▶ [Source records]
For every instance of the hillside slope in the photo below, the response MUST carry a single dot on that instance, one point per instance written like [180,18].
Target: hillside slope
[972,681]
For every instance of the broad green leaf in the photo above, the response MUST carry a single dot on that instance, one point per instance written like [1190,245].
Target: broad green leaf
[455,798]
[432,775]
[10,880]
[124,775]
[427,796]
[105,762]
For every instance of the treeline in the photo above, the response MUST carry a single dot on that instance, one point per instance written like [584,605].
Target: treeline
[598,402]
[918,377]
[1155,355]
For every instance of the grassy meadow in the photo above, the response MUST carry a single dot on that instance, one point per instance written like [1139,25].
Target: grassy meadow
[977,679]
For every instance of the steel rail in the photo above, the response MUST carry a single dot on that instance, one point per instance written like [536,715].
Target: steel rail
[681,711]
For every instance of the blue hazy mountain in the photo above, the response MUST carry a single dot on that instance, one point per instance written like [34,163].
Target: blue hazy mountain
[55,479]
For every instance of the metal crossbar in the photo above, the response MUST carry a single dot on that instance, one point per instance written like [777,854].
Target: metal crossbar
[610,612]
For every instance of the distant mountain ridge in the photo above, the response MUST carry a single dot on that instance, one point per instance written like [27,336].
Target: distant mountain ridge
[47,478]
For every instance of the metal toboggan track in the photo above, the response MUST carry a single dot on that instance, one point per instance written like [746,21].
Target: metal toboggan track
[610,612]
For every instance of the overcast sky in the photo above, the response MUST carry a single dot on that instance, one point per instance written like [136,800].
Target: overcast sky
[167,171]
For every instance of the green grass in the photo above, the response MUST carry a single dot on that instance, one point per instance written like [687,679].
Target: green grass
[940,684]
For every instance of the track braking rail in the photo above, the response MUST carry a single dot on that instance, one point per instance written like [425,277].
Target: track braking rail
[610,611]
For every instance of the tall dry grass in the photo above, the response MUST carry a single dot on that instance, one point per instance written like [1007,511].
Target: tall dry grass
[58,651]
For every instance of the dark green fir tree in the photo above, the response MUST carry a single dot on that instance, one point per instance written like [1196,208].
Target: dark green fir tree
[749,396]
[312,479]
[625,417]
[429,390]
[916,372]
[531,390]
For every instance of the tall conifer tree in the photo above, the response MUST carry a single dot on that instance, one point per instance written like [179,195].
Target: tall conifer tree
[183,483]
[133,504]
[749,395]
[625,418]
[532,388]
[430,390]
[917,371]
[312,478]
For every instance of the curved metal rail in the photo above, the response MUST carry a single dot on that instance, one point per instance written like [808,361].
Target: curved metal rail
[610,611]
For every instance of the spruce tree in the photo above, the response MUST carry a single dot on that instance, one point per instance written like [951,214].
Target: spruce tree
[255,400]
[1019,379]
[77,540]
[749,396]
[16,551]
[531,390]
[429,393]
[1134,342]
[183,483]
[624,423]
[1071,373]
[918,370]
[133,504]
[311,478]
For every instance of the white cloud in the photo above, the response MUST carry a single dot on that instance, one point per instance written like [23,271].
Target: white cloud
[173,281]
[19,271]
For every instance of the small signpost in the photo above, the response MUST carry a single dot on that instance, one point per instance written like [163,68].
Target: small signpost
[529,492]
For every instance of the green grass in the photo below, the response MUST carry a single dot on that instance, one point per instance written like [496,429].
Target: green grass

▶ [Your objective]
Take every line above that includes the string "below" and return it.

▶ [Exercise result]
For every instance of the hillside slope in the photo below, the response MUST carry a single dot on that instance, one point per instance written like [180,18].
For every instance of the green grass in the photo below, the response MUST carry a single dot on that instance, one point per instance written like [496,429].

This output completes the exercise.